Problem to solve: Reproduce verbatim the lines in the records below, starting at the line that contains "Question. Indicate the helmet" and continuing through the final line of the records, both ends included.

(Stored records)
---+---
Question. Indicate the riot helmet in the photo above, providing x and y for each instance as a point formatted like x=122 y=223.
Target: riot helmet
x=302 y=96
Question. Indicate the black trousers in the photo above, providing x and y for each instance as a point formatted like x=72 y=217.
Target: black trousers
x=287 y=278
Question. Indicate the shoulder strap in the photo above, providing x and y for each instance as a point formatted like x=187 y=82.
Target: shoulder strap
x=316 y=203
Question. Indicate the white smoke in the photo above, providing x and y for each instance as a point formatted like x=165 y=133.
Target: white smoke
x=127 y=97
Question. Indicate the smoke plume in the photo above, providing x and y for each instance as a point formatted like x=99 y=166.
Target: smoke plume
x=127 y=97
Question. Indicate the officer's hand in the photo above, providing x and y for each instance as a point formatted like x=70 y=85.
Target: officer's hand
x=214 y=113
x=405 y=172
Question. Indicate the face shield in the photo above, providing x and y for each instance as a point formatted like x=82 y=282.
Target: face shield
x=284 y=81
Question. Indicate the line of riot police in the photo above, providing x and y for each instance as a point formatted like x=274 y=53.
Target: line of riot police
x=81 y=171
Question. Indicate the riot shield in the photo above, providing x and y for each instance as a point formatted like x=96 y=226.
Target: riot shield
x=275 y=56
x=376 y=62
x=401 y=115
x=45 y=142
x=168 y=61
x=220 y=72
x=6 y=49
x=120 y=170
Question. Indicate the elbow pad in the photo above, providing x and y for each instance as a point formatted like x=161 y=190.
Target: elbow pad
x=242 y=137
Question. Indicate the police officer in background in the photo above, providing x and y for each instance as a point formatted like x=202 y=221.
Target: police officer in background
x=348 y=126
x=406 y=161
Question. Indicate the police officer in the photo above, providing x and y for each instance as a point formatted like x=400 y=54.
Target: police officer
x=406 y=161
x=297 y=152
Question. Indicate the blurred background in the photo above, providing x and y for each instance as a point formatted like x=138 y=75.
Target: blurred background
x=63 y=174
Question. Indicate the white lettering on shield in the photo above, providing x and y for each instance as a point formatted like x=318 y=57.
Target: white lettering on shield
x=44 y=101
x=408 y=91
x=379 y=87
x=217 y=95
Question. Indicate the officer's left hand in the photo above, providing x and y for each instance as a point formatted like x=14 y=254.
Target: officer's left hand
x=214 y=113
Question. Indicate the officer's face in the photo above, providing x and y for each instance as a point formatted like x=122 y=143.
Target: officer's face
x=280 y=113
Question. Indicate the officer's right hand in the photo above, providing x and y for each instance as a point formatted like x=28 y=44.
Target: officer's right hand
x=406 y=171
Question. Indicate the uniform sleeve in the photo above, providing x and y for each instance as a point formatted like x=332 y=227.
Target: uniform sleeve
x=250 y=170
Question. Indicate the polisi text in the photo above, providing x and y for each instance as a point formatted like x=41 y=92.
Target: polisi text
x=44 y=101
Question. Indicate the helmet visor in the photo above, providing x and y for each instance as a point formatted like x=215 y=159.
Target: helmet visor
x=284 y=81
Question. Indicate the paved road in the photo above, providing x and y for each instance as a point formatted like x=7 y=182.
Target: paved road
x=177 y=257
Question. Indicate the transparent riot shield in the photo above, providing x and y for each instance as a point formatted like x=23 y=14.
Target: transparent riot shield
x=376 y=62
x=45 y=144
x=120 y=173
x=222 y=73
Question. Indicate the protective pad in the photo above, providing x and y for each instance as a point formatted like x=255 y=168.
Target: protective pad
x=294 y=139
---+---
Correct answer:
Question. Indicate the helmet visor in the photo above, providing x and y for each instance as a point formatted like x=215 y=159.
Target: helmet visor
x=284 y=81
Question. Indicate the paved road in the photo above, providing x and y for each instance as a point formatted like x=7 y=182.
Target: paved road
x=177 y=257
Question. Indicate the transparent riot shield in the photo above, providing x and y for each instance as a point formatted like x=23 y=14.
Target: transparent riot shield
x=376 y=62
x=45 y=144
x=120 y=173
x=222 y=73
Question. Indicate the protective pad in the photo above, providing x and y for each instance as a point formatted like x=255 y=168.
Target: protective pad
x=294 y=139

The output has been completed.